**Your goal**
Please arrange the lines below as a numbered list, leaving out any blank lines.

[Extracted data entries]
####

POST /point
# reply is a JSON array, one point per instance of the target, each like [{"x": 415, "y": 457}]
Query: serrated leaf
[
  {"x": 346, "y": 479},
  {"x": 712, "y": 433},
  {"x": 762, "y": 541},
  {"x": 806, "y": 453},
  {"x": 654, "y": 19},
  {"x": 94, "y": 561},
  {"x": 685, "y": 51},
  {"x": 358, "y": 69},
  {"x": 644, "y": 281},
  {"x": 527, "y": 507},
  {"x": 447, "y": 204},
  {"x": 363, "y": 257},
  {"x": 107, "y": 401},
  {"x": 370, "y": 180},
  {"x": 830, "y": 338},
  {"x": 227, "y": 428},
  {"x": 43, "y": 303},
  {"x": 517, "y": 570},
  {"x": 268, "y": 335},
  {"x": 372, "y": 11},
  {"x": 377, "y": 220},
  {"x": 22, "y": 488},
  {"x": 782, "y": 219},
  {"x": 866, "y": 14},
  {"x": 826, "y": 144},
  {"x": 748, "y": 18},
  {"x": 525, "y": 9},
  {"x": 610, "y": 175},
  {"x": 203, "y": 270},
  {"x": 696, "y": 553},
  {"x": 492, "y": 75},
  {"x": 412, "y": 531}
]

####

**Result of the exercise**
1. POST /point
2. # reply is a JSON array, one point per instance of the target, each like [{"x": 415, "y": 457}]
3. Query: serrated leaf
4. [
5.   {"x": 346, "y": 479},
6.   {"x": 712, "y": 433},
7.   {"x": 762, "y": 541},
8.   {"x": 806, "y": 453},
9.   {"x": 654, "y": 19},
10.   {"x": 94, "y": 561},
11.   {"x": 685, "y": 51},
12.   {"x": 358, "y": 69},
13.   {"x": 644, "y": 281},
14.   {"x": 527, "y": 507},
15.   {"x": 447, "y": 204},
16.   {"x": 363, "y": 257},
17.   {"x": 107, "y": 401},
18.   {"x": 370, "y": 180},
19.   {"x": 830, "y": 338},
20.   {"x": 227, "y": 428},
21.   {"x": 43, "y": 303},
22.   {"x": 517, "y": 570},
23.   {"x": 268, "y": 335},
24.   {"x": 372, "y": 11},
25.   {"x": 377, "y": 220},
26.   {"x": 22, "y": 488},
27.   {"x": 782, "y": 219},
28.   {"x": 866, "y": 14},
29.   {"x": 826, "y": 144},
30.   {"x": 748, "y": 18},
31.   {"x": 525, "y": 9},
32.   {"x": 610, "y": 175},
33.   {"x": 203, "y": 270},
34.   {"x": 696, "y": 553},
35.   {"x": 492, "y": 75},
36.   {"x": 412, "y": 531}
37. ]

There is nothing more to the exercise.